## WORK INSTRUCTIONS
Identify every line in the records below that contains the word "background", and copy each of those lines.

## STORED ROWS
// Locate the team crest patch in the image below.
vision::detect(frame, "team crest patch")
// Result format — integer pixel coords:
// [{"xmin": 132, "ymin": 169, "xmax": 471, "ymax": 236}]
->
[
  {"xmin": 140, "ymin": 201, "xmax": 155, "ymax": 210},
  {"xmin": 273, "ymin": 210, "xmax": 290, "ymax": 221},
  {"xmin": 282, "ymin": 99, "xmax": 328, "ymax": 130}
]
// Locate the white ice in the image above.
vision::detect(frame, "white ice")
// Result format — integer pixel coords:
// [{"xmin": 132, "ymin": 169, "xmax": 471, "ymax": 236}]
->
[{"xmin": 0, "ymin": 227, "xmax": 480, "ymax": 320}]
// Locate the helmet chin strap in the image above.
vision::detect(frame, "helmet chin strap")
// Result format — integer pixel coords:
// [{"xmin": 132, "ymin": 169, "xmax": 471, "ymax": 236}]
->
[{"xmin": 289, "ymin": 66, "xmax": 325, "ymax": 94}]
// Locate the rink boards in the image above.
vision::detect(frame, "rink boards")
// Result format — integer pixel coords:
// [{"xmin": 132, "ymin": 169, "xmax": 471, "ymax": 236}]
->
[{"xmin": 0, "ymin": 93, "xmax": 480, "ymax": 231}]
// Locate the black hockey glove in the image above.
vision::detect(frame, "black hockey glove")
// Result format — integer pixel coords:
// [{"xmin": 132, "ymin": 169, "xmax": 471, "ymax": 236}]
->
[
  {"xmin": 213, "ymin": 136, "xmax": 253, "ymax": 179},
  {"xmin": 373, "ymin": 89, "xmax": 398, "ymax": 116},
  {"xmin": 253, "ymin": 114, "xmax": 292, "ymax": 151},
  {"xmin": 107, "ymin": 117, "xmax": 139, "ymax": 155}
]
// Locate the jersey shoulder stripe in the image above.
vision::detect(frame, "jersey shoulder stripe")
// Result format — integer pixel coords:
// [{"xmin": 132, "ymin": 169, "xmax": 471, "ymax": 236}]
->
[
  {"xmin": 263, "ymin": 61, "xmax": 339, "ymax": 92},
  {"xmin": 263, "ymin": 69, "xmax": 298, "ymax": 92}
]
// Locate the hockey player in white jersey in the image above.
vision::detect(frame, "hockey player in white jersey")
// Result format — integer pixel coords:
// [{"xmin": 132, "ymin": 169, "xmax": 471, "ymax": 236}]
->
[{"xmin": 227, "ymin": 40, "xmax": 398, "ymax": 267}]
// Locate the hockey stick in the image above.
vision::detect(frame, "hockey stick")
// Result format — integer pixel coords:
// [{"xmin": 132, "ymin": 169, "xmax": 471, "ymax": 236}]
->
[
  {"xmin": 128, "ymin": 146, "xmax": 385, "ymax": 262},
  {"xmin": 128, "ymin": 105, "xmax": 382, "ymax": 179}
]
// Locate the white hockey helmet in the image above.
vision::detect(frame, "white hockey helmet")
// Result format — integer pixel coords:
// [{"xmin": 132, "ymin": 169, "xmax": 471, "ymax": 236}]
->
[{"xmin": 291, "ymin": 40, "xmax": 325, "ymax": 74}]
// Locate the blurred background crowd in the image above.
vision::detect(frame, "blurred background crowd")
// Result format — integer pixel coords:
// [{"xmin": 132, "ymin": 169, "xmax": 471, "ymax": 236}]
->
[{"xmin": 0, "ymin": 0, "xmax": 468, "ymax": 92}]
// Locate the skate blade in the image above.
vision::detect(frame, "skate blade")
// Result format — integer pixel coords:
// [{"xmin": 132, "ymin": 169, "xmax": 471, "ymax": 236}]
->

## THE ANSWER
// Locate the blurred background crowd in the image above.
vision::detect(frame, "blurred background crowd")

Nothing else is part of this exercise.